Which lines of the data below contain the word "grassy"? Report each of those lines in full.

* _Saved entries_
****************
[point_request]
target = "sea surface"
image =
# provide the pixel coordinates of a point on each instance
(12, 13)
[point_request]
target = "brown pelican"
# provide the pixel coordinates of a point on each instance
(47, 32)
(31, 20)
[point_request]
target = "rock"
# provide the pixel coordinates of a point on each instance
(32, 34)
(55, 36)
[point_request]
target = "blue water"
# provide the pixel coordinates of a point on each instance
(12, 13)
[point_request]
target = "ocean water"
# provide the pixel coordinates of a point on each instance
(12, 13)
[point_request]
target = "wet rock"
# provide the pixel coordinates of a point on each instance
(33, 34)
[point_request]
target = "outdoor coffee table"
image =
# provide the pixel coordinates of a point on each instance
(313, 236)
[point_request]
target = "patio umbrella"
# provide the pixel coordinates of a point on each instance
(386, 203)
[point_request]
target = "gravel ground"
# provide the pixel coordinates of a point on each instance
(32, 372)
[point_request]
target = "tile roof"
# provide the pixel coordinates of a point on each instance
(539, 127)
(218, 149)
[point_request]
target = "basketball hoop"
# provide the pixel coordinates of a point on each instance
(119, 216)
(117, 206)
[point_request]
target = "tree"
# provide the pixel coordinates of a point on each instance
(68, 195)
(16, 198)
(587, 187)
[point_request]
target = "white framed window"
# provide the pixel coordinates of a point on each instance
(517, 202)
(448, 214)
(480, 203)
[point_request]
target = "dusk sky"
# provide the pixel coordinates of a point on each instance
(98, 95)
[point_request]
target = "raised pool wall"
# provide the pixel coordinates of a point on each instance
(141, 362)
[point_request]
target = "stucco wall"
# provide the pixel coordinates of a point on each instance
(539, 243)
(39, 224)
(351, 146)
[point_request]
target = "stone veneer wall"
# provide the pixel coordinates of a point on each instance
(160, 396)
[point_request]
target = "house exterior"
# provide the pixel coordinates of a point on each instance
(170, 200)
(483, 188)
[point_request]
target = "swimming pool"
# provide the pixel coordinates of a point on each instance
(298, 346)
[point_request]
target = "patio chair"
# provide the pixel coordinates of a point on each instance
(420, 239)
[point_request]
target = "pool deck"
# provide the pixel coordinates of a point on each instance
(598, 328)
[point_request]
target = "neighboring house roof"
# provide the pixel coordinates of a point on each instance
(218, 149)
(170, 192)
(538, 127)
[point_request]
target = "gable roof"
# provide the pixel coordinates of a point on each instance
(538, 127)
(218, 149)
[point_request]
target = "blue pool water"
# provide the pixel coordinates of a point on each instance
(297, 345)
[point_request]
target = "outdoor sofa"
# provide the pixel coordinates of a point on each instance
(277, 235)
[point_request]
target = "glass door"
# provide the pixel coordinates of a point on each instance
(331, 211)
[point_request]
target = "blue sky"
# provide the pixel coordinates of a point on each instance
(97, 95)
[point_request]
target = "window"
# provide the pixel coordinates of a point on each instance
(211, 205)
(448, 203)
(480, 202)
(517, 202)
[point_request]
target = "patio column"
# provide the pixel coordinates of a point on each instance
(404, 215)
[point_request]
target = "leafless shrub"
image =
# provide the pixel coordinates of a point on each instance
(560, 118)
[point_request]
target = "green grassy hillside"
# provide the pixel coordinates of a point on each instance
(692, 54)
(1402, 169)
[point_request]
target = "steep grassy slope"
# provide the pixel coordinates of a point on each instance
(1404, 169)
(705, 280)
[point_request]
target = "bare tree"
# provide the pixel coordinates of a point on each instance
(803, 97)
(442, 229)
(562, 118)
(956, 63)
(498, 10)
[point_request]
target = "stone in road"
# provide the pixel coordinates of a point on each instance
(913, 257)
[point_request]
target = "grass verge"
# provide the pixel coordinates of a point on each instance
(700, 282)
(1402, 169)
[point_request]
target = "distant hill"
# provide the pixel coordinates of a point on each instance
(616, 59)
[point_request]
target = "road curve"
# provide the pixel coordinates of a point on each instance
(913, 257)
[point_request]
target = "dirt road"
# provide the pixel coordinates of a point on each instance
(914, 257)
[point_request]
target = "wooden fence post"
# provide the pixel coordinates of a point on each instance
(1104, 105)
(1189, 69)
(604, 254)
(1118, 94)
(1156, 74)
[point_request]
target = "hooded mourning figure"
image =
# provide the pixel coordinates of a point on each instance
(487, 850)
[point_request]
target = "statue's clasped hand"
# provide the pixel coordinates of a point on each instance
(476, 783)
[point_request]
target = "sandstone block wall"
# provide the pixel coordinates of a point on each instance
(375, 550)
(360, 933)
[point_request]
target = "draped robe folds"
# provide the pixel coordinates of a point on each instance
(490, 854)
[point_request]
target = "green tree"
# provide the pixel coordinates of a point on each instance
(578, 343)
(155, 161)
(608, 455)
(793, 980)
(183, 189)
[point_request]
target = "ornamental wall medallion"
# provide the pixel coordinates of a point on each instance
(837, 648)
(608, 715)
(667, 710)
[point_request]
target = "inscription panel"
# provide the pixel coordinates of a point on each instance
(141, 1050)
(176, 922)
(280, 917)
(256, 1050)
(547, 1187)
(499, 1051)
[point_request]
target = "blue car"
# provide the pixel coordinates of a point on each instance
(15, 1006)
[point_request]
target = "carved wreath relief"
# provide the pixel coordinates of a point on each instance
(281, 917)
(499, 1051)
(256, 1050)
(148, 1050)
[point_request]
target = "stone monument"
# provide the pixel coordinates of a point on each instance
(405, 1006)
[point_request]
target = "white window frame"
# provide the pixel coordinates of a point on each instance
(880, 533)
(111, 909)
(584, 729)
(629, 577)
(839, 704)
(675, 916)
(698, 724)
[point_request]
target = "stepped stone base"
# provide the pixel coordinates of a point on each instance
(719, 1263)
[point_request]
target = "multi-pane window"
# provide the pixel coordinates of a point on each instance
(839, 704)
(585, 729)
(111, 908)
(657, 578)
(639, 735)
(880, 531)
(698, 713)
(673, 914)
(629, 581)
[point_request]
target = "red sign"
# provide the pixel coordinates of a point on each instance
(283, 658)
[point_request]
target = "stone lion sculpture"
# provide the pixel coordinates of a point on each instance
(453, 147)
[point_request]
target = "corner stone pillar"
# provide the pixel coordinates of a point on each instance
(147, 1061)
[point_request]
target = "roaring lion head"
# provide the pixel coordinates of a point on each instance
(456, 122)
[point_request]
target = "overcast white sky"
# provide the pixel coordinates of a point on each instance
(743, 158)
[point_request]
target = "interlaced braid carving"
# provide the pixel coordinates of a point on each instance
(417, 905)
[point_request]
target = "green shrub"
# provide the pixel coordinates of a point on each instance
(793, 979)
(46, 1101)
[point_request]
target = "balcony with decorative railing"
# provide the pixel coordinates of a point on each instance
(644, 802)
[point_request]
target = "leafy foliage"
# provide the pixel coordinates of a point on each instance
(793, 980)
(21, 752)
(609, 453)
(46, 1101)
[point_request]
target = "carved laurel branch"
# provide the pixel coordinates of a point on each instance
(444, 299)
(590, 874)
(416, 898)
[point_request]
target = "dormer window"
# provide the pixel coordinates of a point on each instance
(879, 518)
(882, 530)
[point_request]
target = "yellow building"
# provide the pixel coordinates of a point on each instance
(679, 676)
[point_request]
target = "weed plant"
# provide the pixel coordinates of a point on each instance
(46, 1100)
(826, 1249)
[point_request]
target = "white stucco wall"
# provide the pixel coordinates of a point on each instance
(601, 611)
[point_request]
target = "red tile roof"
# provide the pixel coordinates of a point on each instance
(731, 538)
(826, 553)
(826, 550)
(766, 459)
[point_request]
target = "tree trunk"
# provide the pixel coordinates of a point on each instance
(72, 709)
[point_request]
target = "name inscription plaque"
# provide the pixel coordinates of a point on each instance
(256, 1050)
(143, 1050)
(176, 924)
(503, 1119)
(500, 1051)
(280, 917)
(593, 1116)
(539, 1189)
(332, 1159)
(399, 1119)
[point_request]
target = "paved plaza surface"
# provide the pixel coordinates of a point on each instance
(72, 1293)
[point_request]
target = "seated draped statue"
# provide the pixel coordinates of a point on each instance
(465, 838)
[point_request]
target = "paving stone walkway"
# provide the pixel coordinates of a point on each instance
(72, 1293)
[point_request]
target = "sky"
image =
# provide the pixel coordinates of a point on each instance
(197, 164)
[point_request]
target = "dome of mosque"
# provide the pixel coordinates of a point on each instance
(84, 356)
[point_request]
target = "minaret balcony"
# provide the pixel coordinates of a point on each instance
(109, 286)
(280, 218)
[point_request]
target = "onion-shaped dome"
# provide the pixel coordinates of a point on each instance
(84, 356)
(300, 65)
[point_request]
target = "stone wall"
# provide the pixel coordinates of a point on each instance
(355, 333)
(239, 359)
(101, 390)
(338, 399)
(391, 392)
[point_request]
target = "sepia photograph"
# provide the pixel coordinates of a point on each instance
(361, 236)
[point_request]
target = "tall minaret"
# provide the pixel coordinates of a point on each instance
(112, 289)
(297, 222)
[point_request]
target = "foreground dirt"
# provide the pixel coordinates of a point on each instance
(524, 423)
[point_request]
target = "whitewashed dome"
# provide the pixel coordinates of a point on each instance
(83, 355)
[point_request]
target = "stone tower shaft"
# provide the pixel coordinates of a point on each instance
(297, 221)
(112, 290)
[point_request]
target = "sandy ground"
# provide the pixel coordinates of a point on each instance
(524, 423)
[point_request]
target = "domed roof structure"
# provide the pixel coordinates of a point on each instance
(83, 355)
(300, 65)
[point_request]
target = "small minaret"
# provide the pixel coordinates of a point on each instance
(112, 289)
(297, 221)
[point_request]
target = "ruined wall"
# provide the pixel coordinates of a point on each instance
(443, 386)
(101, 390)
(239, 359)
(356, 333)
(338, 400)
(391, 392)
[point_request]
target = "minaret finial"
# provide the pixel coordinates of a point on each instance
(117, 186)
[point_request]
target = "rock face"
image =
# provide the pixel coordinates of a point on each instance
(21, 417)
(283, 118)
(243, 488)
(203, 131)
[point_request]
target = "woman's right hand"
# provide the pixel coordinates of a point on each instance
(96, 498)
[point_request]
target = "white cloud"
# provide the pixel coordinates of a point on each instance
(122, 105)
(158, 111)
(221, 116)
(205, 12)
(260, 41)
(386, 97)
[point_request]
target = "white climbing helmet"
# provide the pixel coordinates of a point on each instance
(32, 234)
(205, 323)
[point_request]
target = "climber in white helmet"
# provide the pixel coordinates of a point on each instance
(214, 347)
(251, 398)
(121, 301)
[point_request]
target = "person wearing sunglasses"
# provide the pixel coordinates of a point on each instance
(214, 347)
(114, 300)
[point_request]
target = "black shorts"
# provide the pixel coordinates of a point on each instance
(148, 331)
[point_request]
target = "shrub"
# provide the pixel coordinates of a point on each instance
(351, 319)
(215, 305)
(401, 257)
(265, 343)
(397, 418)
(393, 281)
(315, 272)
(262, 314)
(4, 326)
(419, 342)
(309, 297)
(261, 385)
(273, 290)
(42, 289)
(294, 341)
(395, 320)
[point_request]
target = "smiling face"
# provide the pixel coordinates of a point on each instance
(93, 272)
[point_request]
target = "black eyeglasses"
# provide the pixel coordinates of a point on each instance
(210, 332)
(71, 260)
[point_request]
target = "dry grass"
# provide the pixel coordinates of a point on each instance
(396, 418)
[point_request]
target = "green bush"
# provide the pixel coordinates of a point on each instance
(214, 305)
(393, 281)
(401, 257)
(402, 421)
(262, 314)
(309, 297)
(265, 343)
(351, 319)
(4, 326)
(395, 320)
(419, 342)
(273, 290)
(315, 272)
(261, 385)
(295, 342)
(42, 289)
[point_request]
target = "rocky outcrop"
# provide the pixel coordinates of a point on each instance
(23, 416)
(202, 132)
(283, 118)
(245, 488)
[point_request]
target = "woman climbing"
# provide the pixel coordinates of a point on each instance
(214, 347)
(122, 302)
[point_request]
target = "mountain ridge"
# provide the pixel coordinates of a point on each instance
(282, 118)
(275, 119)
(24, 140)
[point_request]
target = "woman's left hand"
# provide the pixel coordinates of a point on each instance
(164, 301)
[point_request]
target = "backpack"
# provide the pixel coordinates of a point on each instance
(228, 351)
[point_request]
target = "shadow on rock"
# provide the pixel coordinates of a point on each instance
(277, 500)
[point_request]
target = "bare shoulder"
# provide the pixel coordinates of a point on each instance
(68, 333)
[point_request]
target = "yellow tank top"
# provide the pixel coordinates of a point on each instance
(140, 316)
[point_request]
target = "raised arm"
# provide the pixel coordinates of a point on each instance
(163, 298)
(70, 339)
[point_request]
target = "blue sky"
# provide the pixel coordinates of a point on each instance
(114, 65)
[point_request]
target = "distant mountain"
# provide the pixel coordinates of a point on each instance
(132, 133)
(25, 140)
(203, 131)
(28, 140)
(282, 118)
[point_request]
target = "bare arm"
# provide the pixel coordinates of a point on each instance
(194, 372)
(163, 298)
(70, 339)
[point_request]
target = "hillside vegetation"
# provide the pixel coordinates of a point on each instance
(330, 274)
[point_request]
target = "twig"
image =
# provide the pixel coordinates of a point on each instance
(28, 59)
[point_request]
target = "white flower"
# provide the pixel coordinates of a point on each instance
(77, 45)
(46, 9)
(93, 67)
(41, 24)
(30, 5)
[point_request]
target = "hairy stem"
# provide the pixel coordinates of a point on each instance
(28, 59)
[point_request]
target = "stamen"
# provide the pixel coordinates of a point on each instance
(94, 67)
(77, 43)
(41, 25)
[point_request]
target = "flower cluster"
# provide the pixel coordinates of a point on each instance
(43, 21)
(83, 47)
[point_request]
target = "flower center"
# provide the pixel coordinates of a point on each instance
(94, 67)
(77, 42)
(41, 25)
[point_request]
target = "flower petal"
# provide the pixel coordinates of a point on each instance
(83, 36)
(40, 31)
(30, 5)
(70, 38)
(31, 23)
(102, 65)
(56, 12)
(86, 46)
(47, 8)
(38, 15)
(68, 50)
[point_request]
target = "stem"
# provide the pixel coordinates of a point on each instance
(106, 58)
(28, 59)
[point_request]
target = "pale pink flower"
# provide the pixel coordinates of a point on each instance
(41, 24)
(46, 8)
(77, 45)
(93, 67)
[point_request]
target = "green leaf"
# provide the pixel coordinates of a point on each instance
****************
* _Result of the exercise_
target = "green grassy hillside"
target = "steep grassy slope"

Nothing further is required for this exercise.